Population migration to metropolitan areas introduces greater pressure on government leaders
To close out 1956 and look ahead to 1957, the December edition of The American City featured an article by Luther Gulick, president of the Institute of Public Administration and the first city administrator for New York City, titled “Five Challenges in Todays New Urban World.” The article summarized an “impending crisis” heading to cities and towns for which none was fully prepared.
The “urban crisis which, in the future, will be so vast as to dwarf all previous conceptions of city problems,” Gulick writes, would result from rapid population migration to metropolitan areas. At the time, the National Industrial Conference Board projected the U.S. population would reach 300 million within 50 years (an increase of 132 million people), and that 80 to 90 percent of residents would live in and around metro areas. Because of that, he writes, “Every large American city is now physically obsolete.”
Street patterns, mass transportation, housing, recreation facilities, water, sewage treatment, schools, hospitals and prisons all were inadequate to serve the changing population. Local governments also faced financial challenges because of reliance on “revenue, tax and debt systems which belong largely to the nineteenth century.”

Complete the following
(1) Answer these from the urban-crisis passage:
(a) In which month's edition of The American City did the article appear?
(b) What total U.S. population did the National Industrial Conference Board project within 50 years?
(c) To which century do the local "revenue, tax and debt systems" largely belong, according to the quoted phrase?
(2) Pick up the urban-crisis passage after its final sentence and write the paragraph that would come next.
The items after this point have no connection to the urban-crisis passage.

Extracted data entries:
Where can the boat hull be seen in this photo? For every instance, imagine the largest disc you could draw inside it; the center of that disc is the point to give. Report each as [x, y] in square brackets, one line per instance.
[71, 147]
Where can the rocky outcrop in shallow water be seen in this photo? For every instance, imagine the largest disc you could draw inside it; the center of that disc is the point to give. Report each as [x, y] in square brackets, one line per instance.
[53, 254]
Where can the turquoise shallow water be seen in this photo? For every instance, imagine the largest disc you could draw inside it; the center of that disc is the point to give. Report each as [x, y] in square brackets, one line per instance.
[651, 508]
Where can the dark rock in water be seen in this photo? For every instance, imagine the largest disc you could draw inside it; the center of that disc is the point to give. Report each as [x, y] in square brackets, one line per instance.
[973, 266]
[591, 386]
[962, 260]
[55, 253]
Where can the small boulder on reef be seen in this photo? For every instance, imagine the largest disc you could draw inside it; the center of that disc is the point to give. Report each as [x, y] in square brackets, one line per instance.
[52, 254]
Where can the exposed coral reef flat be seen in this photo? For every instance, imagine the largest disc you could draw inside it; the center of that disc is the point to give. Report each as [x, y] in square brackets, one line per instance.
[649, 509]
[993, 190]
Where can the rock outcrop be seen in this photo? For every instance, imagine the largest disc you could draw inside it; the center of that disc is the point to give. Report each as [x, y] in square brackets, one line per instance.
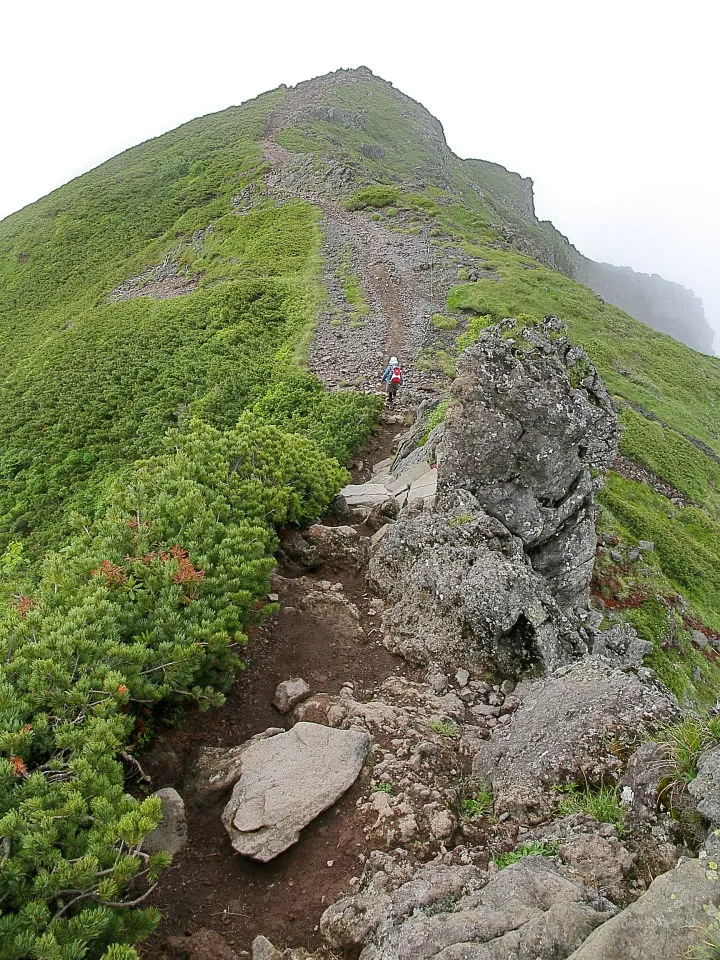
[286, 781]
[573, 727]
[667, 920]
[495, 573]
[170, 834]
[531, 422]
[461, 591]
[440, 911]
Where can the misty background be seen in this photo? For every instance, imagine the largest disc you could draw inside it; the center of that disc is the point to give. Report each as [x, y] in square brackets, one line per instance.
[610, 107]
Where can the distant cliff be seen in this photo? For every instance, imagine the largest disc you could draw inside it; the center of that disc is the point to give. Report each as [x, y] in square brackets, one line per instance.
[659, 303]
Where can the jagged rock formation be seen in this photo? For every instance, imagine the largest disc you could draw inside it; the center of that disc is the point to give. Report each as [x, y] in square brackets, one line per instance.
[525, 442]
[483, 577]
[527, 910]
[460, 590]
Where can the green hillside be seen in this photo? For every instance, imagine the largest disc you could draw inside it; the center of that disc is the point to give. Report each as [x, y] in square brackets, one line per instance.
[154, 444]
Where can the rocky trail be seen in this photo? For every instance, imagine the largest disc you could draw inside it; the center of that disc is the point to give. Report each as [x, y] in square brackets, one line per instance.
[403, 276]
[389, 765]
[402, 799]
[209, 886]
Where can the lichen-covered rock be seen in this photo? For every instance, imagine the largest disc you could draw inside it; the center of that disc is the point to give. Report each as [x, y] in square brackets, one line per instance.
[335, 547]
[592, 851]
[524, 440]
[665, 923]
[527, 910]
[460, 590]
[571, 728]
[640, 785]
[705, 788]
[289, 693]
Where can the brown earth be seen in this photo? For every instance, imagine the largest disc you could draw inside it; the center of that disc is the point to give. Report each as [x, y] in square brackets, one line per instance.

---

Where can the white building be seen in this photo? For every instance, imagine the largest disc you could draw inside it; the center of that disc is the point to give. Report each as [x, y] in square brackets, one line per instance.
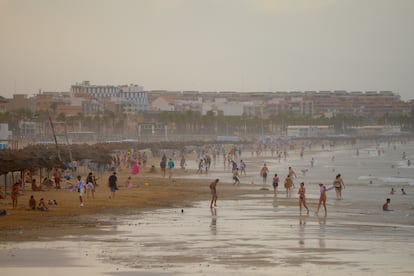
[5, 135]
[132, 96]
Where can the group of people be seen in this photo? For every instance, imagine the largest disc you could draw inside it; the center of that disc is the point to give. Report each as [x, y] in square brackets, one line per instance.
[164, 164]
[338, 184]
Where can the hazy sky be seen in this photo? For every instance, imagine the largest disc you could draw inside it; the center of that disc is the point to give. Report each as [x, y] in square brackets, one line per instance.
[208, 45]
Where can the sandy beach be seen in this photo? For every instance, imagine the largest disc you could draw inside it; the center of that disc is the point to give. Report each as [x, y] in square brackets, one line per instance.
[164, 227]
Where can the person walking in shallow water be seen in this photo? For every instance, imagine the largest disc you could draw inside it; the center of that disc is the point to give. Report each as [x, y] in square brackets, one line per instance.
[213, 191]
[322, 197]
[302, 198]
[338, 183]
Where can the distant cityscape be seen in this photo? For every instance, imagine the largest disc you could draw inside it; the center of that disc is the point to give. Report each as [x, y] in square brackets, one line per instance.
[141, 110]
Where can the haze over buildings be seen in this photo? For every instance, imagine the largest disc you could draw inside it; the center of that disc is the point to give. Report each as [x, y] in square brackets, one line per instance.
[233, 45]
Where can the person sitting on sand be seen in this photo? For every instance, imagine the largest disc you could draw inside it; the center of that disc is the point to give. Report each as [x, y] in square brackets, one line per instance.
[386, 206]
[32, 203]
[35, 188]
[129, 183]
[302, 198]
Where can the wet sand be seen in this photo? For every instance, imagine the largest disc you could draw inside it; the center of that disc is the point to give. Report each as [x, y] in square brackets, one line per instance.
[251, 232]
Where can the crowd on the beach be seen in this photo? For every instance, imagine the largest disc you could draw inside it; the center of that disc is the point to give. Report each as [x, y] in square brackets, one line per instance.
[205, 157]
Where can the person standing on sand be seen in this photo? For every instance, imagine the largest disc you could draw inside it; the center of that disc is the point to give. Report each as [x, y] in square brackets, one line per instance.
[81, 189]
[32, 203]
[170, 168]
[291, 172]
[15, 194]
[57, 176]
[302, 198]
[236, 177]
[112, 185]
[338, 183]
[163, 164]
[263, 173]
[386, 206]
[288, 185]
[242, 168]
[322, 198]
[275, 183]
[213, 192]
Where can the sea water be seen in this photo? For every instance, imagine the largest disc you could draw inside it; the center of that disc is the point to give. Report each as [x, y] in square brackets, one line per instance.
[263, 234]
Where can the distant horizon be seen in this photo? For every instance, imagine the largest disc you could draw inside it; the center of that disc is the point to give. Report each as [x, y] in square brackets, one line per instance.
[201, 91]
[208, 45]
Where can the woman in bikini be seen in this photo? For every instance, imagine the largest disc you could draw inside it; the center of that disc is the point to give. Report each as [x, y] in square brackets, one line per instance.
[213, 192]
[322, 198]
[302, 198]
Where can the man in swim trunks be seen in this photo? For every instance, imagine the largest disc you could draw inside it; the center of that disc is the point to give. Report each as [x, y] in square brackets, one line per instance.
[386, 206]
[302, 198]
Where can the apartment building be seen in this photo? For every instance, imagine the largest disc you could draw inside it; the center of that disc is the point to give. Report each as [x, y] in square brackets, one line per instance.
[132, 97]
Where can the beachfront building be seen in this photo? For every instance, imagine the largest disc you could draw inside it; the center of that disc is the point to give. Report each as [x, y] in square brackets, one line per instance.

Task results
(1)
(a) The December edition (1956).
(b) 300 million.
(c) The nineteenth century.

(2)
“The truly disastrous fact,” Gulick writes, “is that there is now no way of developing a plan of cooperative action. To do this, we need new community machinery, new community thinking, new community leaders, and new powers of local government.”
The largest obstacle to overcome in addressing the crisis is “purely political,” he writes. “The political problem starts with a superficial notion that ‘politics’ is bad and that the educated and respectable citizens should have nothing to do with politics except to register, vote, pay taxes, work in a few civic groups, like the PTA, and beef about bad government… This American attitude toward politics, especially local politics, is not only obsolete, it is dangerous for democracy.”